◆ **Text shown**
-- -- --
BSR Member Spotlight: Noel Morrin, Executive Vice President for Sustainability, Stora Enso

July 11, 2016
Authors
  • Eva Dienel

    Former Associate Director, Communications, BSR

Noel Morrin, executive vice president for sustainability at the renewable-materials company Stora Enso, began working in sustainability 29 years ago, applying his background in chemistry and biology. Since his first position—working on environmental issues in the chemical industry—he has spent time in the private, public, and nonprofit sectors. His resume is packed with firsts in corporate responsibility: He was among the first to work on the business case for corporate environmental responsibility, greening supply chains, investment indices that led to the DJSI and FTSE4Good, and more.

When he was appointed to his current executive position in December of 2014, Morrin said, the biggest change was no longer having to ask for permission to pursue sustainability strategies. “For 28 years, I had to say please, and all of a sudden I was an executive,” he recalled. “Being an executive vice president really makes a difference. I have executive parity. My boss is the chief executive, and I sit at the table with the finance and business guys.”

He spoke with us about the importance of “learning by doing” in the dynamic field of sustainability, and why one of the biggest changes he has made at Stora Enso is to focus on ambitious, long-term goals.

Eva Dienel: What are your company’s top sustainability priorities for the year?

Noel Morrin: Sustainability can’t be planned on a 12-month basis, yet it has to sit comfortably in the planning horizons of business, which are typically one to five years. Sustainability is about intergenerational change. That’s one of the first things I wanted to reinforce when I got in here. The big thing we’re focused on is ambition, and there are three areas we want to be really good at.

The first is we want to combat global warming—we use a military, aggressive term. For more than a decade, Stora Enso has actively reduced the energy intensity of its operations, as well as its dependence on fossil fuels. Today, more than 75 percent of the energy the group generates and uses comes from carbon-neutral sources. This journey started 10 years ago, and we want to continue on that journey for the next 10 years.
-- -- --
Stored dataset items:
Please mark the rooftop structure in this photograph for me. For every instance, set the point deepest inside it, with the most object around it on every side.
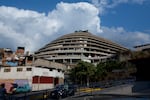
(80, 45)
(145, 47)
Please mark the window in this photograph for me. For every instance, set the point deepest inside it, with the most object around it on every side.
(7, 70)
(19, 69)
(29, 69)
(50, 69)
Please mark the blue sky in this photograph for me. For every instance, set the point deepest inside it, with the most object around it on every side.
(34, 23)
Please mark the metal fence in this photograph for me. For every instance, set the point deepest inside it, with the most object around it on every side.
(38, 95)
(80, 90)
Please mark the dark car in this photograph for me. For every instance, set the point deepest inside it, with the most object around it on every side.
(62, 91)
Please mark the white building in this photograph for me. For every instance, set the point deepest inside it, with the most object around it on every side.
(38, 77)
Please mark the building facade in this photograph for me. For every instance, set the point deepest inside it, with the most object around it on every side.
(36, 77)
(80, 45)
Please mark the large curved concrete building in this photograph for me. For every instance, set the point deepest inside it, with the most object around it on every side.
(80, 45)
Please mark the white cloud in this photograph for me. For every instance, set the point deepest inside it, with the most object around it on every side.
(127, 39)
(106, 4)
(31, 29)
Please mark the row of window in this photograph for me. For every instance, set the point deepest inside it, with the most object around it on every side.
(18, 69)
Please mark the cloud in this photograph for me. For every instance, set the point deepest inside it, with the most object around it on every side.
(19, 27)
(107, 4)
(125, 38)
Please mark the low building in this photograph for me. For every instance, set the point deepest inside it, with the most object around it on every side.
(42, 75)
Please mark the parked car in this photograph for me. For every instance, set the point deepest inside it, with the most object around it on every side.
(62, 91)
(21, 89)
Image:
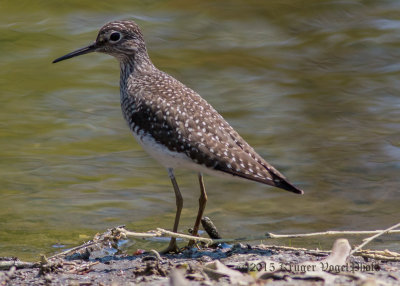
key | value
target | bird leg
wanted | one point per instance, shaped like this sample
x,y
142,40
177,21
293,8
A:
x,y
172,247
202,206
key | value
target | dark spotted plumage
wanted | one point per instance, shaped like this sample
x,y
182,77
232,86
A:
x,y
157,105
173,123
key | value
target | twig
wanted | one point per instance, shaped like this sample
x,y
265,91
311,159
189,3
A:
x,y
5,265
160,233
368,240
329,232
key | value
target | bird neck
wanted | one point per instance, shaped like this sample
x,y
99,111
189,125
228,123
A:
x,y
138,63
134,66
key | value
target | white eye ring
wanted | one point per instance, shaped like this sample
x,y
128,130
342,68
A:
x,y
115,37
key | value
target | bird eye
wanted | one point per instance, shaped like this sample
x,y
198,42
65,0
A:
x,y
115,37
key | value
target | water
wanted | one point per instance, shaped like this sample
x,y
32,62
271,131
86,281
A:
x,y
312,85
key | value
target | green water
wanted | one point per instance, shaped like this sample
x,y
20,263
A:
x,y
312,85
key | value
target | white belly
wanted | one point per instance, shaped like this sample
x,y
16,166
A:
x,y
171,159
-- -- --
◆ **Using the information**
[1] According to the member spotlight, what share of the energy that Stora Enso generates and uses comes from carbon-neutral sources?
[2] Retype the portion of the member spotlight starting with "Noel Morrin: Sustainability" and going on through "next 10 years.".
These rows bear no relation to the member spotlight.

◆ **Answer list**
[1] More than 75 percent.

[2]
Noel Morrin: Sustainability can’t be planned on a 12-month basis, yet it has to sit comfortably in the planning horizons of business, which are typically one to five years. Sustainability is about intergenerational change. That’s one of the first things I wanted to reinforce when I got in here. The big thing we’re focused on is ambition, and there are three areas we want to be really good at.

The first is we want to combat global warming—we use a military, aggressive term. For more than a decade, Stora Enso has actively reduced the energy intensity of its operations, as well as its dependence on fossil fuels. Today, more than 75 percent of the energy the group generates and uses comes from carbon-neutral sources. This journey started 10 years ago, and we want to continue on that journey for the next 10 years.